Please copy every line of the rows from the start through the line holding "x=507, y=268", inclusive, and increase each coordinate in the answers by 113. Leave the pictures out.

START Provided information

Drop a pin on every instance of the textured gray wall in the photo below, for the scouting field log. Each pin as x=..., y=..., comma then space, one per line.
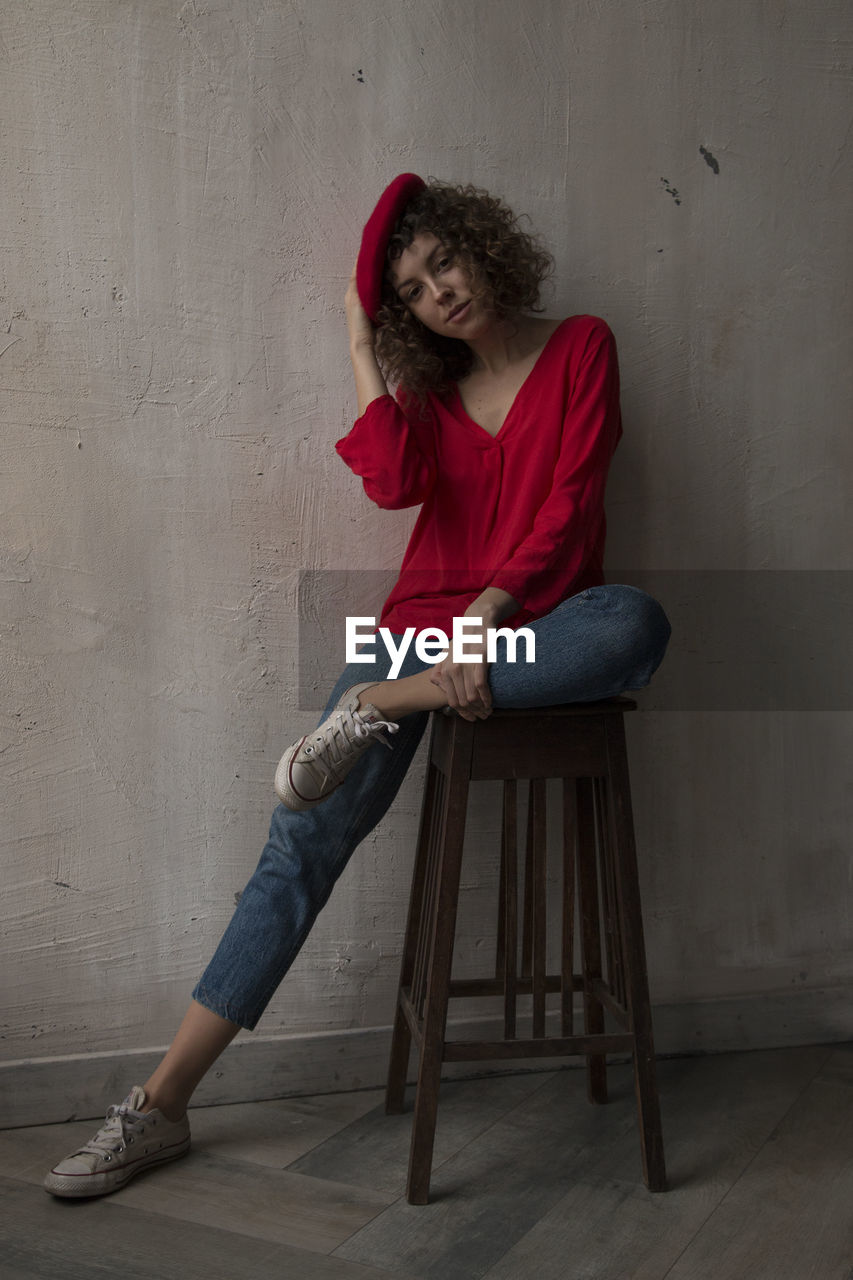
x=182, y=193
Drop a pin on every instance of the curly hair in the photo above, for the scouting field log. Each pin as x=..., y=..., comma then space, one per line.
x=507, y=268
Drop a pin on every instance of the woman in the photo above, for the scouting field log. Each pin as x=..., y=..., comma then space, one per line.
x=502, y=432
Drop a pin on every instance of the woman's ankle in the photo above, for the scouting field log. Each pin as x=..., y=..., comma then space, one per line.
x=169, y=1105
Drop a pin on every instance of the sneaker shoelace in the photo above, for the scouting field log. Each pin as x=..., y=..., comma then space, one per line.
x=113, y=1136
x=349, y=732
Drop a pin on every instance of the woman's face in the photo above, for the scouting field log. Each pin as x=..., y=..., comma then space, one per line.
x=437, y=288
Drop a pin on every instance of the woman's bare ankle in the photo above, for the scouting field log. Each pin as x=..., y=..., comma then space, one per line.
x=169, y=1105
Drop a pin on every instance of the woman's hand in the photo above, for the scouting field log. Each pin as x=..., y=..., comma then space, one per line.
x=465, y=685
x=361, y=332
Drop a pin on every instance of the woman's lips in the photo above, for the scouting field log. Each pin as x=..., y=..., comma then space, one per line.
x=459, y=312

END Provided information

=== Written solution ===
Drop a pin on every instance of the textured gray wall in the photo below, for the scouting field log. Each pin as x=..., y=..., comma then space, one per line.
x=295, y=306
Drop a pin on every instance of the curly hair in the photo above, for the scouting field log. Each pin as x=..., y=..., comma then space, one per line.
x=620, y=381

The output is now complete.